THE EXERCISE - Gather every line of the records that contains the string "plaid", treating case as significant.

INFORMATION SHOWN -

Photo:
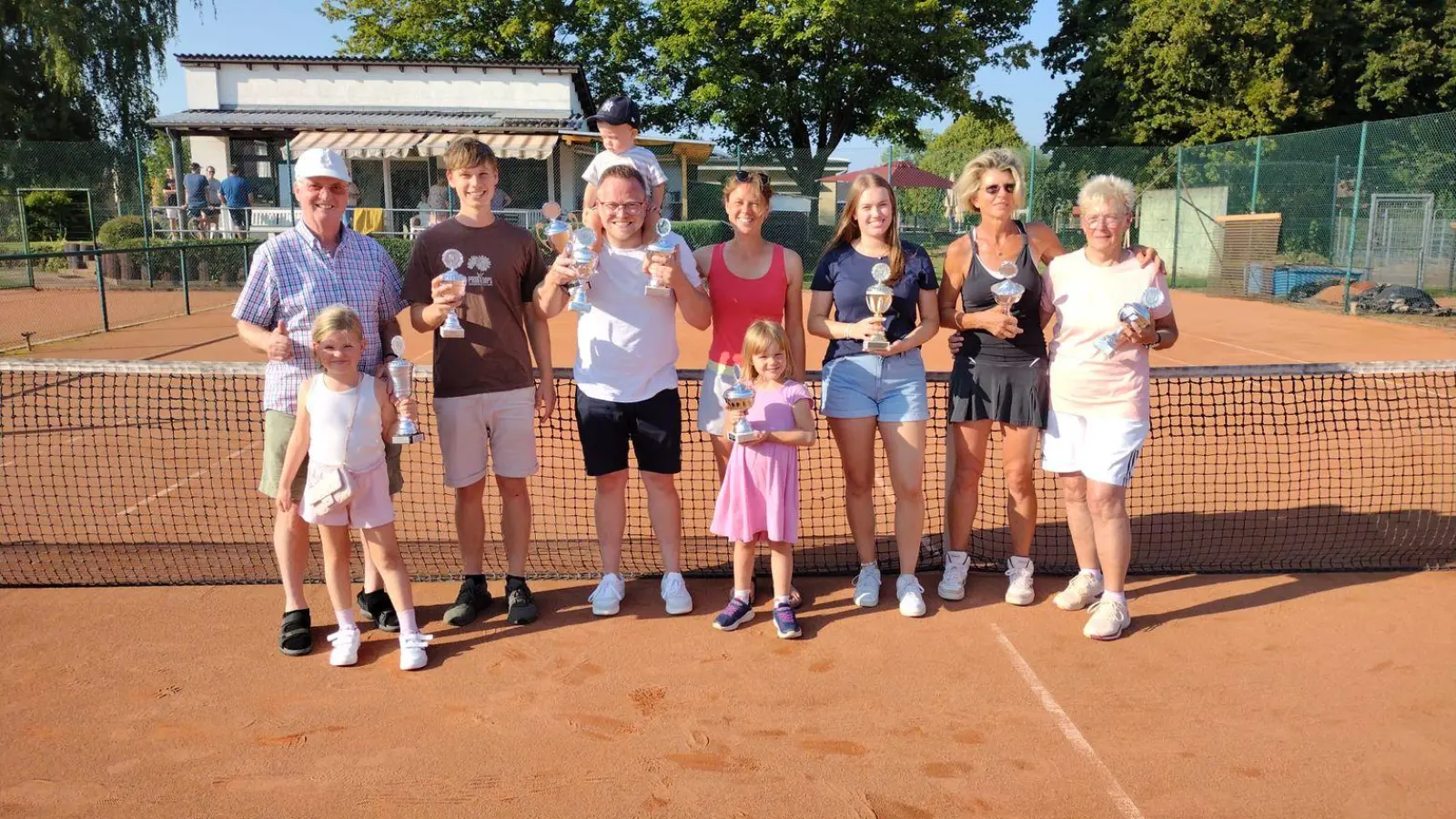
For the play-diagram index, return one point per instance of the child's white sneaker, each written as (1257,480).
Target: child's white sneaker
(910,595)
(346,647)
(606,601)
(412,651)
(674,593)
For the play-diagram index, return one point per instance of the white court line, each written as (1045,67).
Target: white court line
(1266,353)
(193,477)
(1069,729)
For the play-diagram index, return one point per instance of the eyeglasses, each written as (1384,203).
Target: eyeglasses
(623,207)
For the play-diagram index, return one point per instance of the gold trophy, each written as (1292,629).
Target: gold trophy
(878,296)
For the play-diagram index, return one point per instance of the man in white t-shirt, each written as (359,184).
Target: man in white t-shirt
(626,379)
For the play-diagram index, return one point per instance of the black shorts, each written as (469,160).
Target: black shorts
(654,428)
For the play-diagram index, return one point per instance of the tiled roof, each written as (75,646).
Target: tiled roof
(327,60)
(361,120)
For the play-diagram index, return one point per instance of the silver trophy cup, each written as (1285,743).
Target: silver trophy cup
(1006,292)
(739,397)
(662,245)
(453,259)
(586,263)
(878,298)
(1135,315)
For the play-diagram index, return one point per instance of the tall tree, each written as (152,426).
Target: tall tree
(80,69)
(1167,70)
(790,79)
(604,36)
(795,77)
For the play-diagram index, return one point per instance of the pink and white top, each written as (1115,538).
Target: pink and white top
(1085,299)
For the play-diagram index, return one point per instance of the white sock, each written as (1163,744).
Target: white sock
(407,622)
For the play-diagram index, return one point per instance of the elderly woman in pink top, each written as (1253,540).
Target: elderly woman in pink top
(749,278)
(1099,401)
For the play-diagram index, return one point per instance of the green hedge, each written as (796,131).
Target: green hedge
(120,229)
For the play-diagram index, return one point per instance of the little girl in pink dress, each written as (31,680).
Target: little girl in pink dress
(759,499)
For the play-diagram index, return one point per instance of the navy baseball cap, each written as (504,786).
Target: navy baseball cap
(618,111)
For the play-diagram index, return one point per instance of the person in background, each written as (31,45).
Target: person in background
(238,197)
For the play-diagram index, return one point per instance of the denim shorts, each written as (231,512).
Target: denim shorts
(871,387)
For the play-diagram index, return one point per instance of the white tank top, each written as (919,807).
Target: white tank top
(329,421)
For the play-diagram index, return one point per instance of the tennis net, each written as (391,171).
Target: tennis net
(146,474)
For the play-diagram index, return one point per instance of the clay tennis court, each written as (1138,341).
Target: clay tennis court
(1234,695)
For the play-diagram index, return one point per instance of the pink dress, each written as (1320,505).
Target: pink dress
(761,493)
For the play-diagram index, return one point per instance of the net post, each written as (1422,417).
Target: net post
(1177,212)
(187,292)
(1259,157)
(1354,215)
(101,293)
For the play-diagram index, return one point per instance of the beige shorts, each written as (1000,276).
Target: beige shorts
(277,429)
(491,426)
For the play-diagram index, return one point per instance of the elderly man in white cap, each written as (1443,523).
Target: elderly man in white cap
(295,276)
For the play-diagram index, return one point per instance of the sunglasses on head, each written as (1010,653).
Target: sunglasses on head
(752,177)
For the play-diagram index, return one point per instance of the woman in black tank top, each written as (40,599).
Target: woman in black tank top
(1001,368)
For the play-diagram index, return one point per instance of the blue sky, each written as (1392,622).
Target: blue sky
(293,26)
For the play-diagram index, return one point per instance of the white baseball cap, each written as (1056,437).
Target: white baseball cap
(320,162)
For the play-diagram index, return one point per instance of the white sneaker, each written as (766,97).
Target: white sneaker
(412,651)
(953,581)
(606,601)
(910,595)
(1019,591)
(1108,620)
(346,647)
(1079,593)
(866,586)
(674,593)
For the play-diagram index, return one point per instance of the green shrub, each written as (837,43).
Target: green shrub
(398,249)
(120,229)
(703,232)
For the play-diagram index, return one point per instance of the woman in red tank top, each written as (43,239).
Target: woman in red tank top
(749,278)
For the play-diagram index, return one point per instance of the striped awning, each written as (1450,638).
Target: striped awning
(359,145)
(506,146)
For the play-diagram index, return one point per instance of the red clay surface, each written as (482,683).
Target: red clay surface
(1235,697)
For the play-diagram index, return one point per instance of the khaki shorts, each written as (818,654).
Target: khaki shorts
(277,429)
(491,426)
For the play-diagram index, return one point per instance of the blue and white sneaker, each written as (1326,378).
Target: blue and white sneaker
(785,622)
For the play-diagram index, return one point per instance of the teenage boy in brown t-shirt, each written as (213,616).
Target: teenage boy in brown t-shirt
(487,398)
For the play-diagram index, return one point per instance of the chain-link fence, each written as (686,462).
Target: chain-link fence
(1264,217)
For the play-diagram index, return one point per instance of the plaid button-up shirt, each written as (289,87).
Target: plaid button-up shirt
(295,278)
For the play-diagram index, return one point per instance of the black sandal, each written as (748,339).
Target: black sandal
(296,634)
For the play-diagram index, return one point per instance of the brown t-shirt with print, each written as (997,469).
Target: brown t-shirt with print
(502,267)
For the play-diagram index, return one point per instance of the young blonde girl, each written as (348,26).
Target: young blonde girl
(342,420)
(759,499)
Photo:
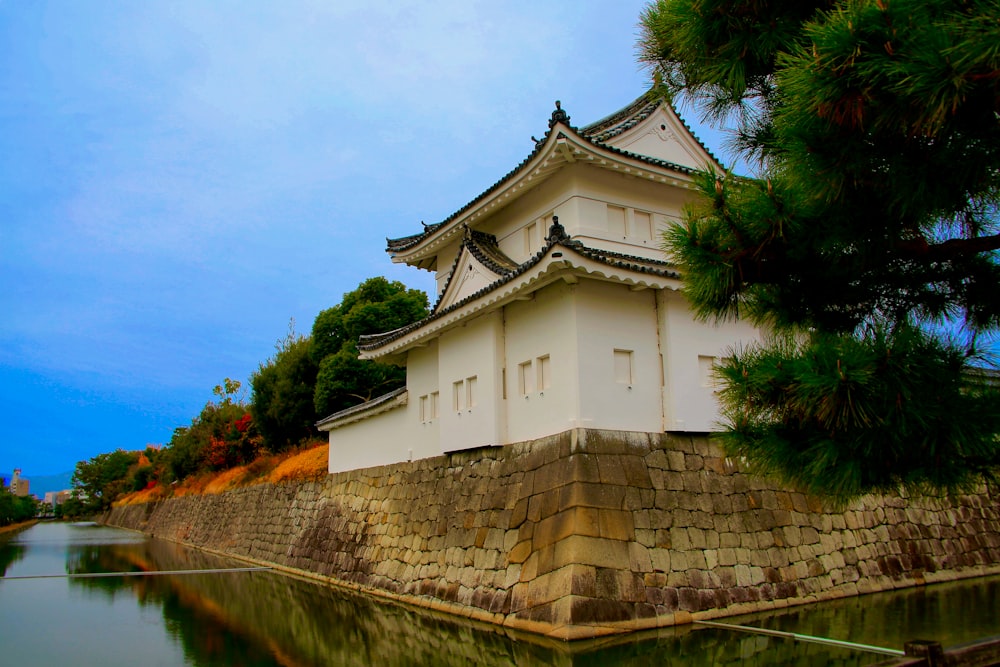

ANSWER TO THE EXERCISE -
For the play-diagram index, return one point per instance of the plaid button-up shirt, each written as (289,87).
Target: plaid button-up shirt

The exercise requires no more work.